#### Problem requirements
Repeat the listing below word for word, leaving nothing out.

#### Dataset records
▼▼▼

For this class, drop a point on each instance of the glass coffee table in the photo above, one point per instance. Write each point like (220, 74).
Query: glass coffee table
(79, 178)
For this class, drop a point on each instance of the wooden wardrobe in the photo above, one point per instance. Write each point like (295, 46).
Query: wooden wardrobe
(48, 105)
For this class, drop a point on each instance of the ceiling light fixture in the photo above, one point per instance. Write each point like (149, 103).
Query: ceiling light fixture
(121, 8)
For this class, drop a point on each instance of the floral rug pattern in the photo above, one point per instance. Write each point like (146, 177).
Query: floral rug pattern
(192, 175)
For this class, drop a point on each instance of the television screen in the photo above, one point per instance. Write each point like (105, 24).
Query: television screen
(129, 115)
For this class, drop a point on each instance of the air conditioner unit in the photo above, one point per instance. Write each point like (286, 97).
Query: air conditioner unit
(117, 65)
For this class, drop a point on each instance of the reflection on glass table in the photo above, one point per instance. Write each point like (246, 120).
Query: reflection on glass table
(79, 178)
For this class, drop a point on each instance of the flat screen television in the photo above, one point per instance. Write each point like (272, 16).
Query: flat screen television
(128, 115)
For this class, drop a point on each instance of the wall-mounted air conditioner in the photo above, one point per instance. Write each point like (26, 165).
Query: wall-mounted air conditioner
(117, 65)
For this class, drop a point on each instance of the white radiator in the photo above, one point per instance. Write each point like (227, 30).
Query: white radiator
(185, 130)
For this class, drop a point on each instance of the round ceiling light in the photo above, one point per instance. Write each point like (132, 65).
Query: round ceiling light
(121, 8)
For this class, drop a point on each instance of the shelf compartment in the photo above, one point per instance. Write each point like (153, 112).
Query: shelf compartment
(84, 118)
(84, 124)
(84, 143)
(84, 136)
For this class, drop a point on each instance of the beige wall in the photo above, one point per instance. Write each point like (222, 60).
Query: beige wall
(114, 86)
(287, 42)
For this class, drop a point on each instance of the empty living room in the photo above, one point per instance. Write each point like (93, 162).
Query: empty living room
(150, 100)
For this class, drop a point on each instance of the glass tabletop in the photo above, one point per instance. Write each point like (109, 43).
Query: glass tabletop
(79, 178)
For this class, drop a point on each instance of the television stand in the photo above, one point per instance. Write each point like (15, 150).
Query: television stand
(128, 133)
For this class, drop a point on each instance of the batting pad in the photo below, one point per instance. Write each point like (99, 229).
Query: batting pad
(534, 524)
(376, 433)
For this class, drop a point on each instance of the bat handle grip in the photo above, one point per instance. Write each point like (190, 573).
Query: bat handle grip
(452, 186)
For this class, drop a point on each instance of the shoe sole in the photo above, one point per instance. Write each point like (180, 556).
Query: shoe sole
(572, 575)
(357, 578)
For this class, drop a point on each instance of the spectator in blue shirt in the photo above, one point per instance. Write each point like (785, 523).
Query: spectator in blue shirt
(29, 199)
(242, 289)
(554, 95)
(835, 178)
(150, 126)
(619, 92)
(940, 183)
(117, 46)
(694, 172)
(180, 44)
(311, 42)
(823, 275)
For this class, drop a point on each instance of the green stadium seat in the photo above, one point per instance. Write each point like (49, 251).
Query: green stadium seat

▲▲▲

#### Answer section
For this class, drop a point on each instance of the glass coffee table in the photo above, one point per instance. Write each point like (220, 74).
Query: glass coffee table
(79, 178)
For this class, drop a point on each instance of the wooden wardrobe in the photo above, one point per instance. Write each point like (295, 46).
Query: wooden wardrobe
(48, 105)
For this class, drop a point on each instance of the ceiling light fixture in the photo above, one point per instance. Write each point like (149, 103).
Query: ceiling light fixture
(121, 8)
For this class, drop a point on each instance of the floral rug pattern in the photo above, one point per instance. Write each point like (146, 177).
Query: floral rug pattern
(192, 175)
For this class, drop a point on each instance of the television screen in the photo above, one point per instance. Write each point like (105, 24).
Query: television screen
(129, 115)
For this class, drop a point on each instance of the air conditioner unit in the photo above, one point per instance. Write each point like (286, 97).
Query: air conditioner unit
(117, 65)
For this class, drop a point on each instance of the reflection on glass table in the photo above, one point per instance. Write each point like (246, 120).
Query: reflection on glass table
(79, 178)
For this class, drop a point on each instance of the flat screen television in the photo above, one point per instance. Write each point like (272, 16).
Query: flat screen television
(128, 115)
For this class, drop a point on each instance of the wall-mounted air conditioner in the photo above, one point per instance. Write each point like (26, 165).
Query: wall-mounted air conditioner
(117, 65)
For this class, drop a point on each instance of the white radiator in the photo above, one point per instance. Write each point like (227, 30).
Query: white radiator
(185, 130)
For this class, drop a point on each instance of the round ceiling light in the photo above, one point per instance. Write each point like (132, 65).
Query: round ceiling light
(121, 8)
For this class, drop a point on each instance of the shelf compartment in the photo above, one point per instance. Write each point like (153, 112).
Query: shelf compartment
(84, 118)
(84, 124)
(84, 143)
(84, 136)
For this class, drop a point on each instance of the beige wall in the photo above, one point per instance. Write each point like (222, 60).
Query: beige wall
(114, 86)
(287, 42)
For this class, drop a point on each instance of the empty living room in the photo above, one point per instance. Write each point like (93, 162).
Query: empty living room
(150, 100)
For this class, drop a point on each instance of the glass tabletop in the photo above, one point per instance. Write each point like (109, 43).
Query: glass tabletop
(79, 178)
For this class, drop a point on each instance of the television stand in the photo above, one point per instance. Write each point like (15, 150).
Query: television stand
(128, 133)
For this class, drop a point on each instance of the batting pad in the photo below, one point per instance. Write each point like (99, 229).
Query: batting pad
(534, 524)
(376, 433)
For this class, drop a point on each instance of the bat handle grip in the photo above, one point per instance. Write each point like (190, 573).
Query: bat handle grip
(452, 186)
For this class, drop a point on each instance of the shoe sole in the photo above, one point per instance. Write each point like (180, 556).
Query: shoe sole
(572, 575)
(357, 578)
For this class, drop a point on each instance of the spectator in blue shirt in the photo above, one point per instance. Write each point like (785, 523).
Query: spectator in blue shirt
(29, 199)
(242, 289)
(554, 95)
(835, 178)
(150, 126)
(619, 92)
(940, 183)
(117, 46)
(694, 172)
(180, 44)
(311, 42)
(823, 275)
For this class, drop a point on each instance of the green stadium seat in the photo above, one point per instance. Write each point like (49, 251).
Query: green stadium seat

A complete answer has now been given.